[Records in a dataset]

>>

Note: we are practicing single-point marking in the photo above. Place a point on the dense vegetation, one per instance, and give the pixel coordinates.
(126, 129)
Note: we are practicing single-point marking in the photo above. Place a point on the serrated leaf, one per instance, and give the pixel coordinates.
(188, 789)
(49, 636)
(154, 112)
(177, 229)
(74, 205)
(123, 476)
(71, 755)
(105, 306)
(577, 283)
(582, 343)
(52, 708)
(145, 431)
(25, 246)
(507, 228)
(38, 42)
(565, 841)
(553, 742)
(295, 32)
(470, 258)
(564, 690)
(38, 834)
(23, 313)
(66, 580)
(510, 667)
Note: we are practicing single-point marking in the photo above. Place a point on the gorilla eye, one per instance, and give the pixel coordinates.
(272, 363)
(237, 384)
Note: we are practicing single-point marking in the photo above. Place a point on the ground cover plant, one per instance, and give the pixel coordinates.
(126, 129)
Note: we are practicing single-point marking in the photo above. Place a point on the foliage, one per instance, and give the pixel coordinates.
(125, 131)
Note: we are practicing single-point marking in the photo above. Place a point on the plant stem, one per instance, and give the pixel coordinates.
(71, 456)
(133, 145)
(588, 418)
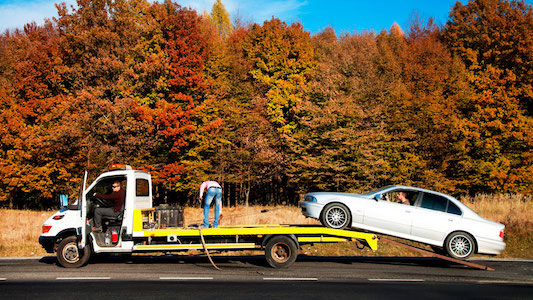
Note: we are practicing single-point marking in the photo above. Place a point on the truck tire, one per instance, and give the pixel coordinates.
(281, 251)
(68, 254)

<<
>>

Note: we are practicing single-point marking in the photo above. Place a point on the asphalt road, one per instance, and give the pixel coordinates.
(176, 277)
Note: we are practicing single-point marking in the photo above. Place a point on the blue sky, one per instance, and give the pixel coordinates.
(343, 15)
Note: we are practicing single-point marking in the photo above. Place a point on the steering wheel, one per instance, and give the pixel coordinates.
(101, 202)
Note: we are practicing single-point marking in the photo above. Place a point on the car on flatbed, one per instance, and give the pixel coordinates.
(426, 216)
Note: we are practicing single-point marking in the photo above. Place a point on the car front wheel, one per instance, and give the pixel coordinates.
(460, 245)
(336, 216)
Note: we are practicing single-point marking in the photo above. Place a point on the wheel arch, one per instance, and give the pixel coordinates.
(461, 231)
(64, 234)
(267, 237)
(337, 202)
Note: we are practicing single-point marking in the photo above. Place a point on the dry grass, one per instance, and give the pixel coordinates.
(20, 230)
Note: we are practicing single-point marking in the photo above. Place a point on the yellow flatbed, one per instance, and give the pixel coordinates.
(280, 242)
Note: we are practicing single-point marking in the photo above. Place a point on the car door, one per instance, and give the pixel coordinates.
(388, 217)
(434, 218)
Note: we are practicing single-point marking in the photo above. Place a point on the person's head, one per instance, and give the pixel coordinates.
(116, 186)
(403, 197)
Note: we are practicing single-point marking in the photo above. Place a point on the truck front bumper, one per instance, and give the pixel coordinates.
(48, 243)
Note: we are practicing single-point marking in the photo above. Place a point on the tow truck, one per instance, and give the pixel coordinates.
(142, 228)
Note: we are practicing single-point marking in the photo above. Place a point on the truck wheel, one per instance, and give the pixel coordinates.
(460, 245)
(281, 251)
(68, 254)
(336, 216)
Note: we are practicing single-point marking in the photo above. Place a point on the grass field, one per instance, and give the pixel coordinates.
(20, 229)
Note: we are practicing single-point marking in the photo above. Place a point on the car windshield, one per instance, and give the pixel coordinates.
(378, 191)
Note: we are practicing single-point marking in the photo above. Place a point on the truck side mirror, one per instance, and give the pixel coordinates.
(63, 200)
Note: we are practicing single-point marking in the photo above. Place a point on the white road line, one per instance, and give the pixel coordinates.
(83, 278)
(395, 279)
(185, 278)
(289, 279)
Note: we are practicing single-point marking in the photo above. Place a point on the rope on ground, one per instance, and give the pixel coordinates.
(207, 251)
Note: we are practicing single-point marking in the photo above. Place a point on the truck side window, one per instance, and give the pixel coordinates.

<<

What the task asks:
List every line of the items that contains the word "ground".

Response to this task:
Note: we are practicing single-point marking in the photo above. Place a point on the ground cover plant, one per instance, and give the pixel coordinates.
Note: we are practicing single-point marking in the photo above. Place a point on the rope on ground, one per instance, and give the pixel coordinates.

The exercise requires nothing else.